*EXERCISE DIRECTIONS*
Put every line of the rows below into a numbered list, skipping blank lines and leaving the pictures out.

*SOURCE MATERIAL*
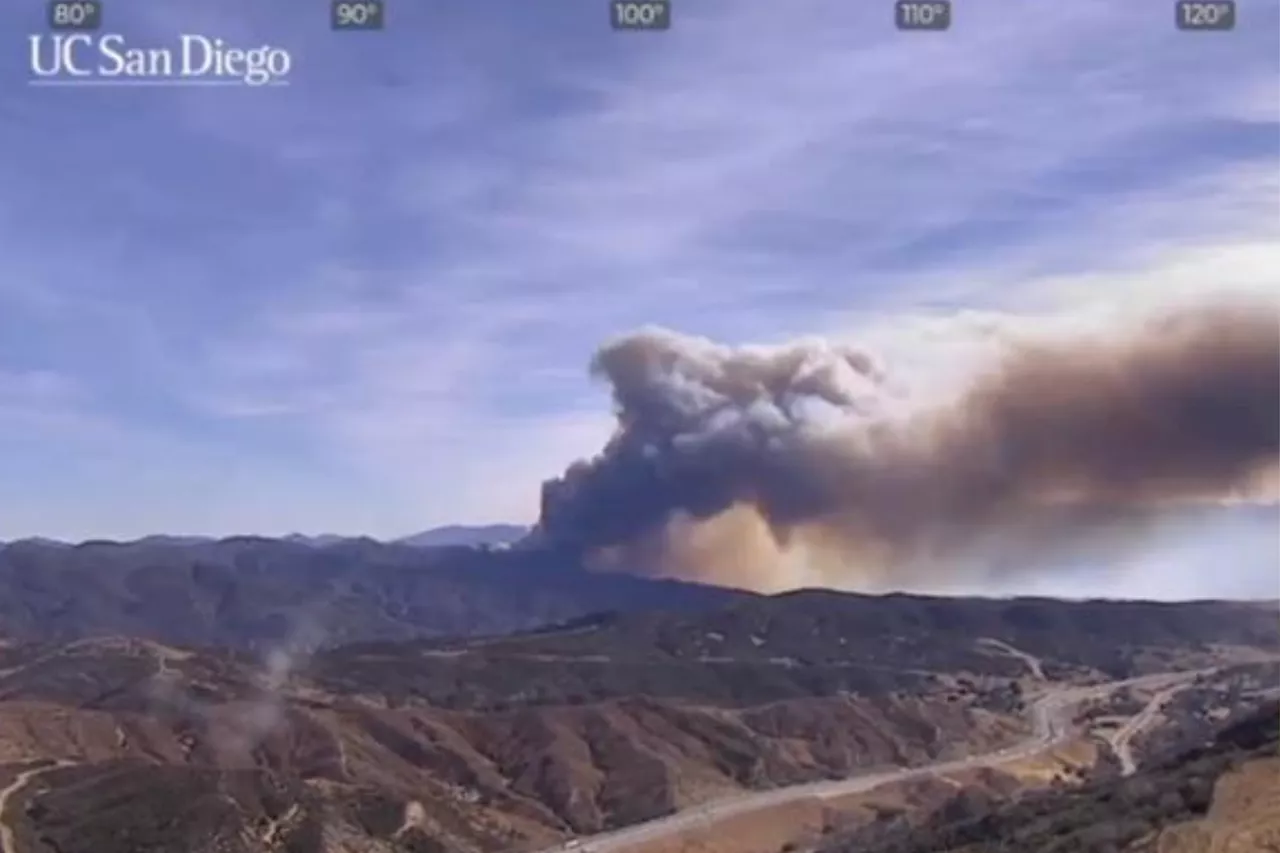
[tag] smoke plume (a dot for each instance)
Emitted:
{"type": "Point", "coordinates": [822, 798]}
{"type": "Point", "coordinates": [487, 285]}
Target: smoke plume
{"type": "Point", "coordinates": [740, 464]}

*RESULT OF THIS EXERCISE*
1. [tag] smoke plume (a dot for each instance)
2. Emitted:
3. {"type": "Point", "coordinates": [822, 798]}
4. {"type": "Point", "coordinates": [487, 285]}
5. Target: smoke plume
6. {"type": "Point", "coordinates": [740, 464]}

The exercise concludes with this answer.